-- Start of ARTICLE --

If you played 2014’s Destiny, you pretty much know what this shooter franchise is all about. It features a deep-space setting; “shared world,” MMO-lite player interaction; and vast, raid-and-loot, first-person combat offerings. Destiny 2 is, well, more of the same—with a good dose of next-gen fine-tuning tossed into the mix.

The first thing I should note is that if you never picked up the original game, it won’t make a huge difference when it comes to the new one’s story campaign. It’ll just feel like you missed an intro or two. So let me introduce you.

Immortality All Around

Destiny 2’s gaming universe focuses on a planet-sized orb called The Traveler that has offered a large group of multi-raced good guys the benefit of its godlike “Light.” This Light is helpful in a number of ways. But in the case of a specialized class of warriors called Guardians, it amounts to something close to immortality. (Which is particularly helpful in a gameworld where you get shot down over and over.)

-- End of ARTICLE --
-- Start of EXCERPTED DATA --

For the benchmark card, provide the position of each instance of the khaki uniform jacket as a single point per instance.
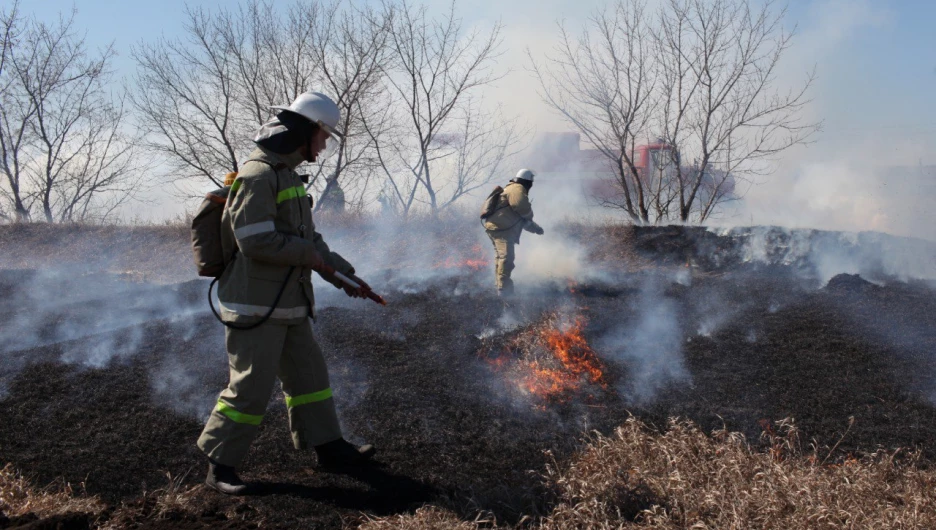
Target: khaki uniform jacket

-- End of EXCERPTED DATA --
-- Start of EXCERPTED DATA --

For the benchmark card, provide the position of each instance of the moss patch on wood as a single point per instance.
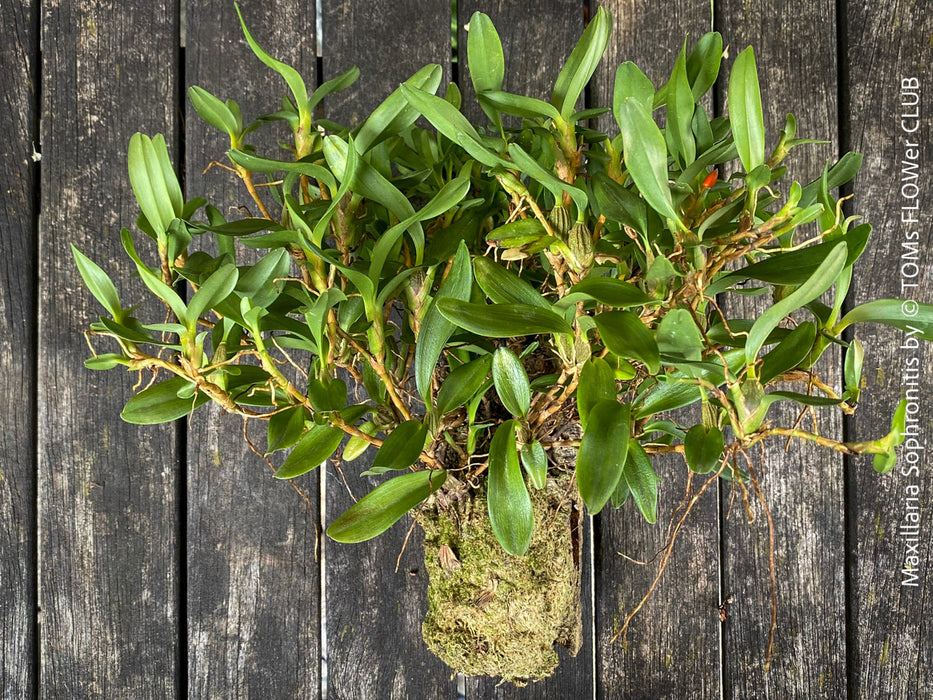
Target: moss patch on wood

-- End of EXCERPTED DATA --

▸ EXERCISE TASKS:
- A) In the Destiny 2 review, what is the planet-sized orb called?
- B) Please write out everything in the Destiny 2 review from "The first thing" down to "over and over.)", substituting "Sentinels" for "Guardians".

▸ SOLUTION LIST:
- A) The Traveler

- B)
The first thing I should note is that if you never picked up the original game, it won’t make a huge difference when it comes to the new one’s story campaign. It’ll just feel like you missed an intro or two. So let me introduce you.

Immortality All Around

Destiny 2’s gaming universe focuses on a planet-sized orb called The Traveler that has offered a large group of multi-raced good guys the benefit of its godlike “Light.” This Light is helpful in a number of ways. But in the case of a specialized class of warriors called Sentinels, it amounts to something close to immortality. (Which is particularly helpful in a gameworld where you get shot down over and over.)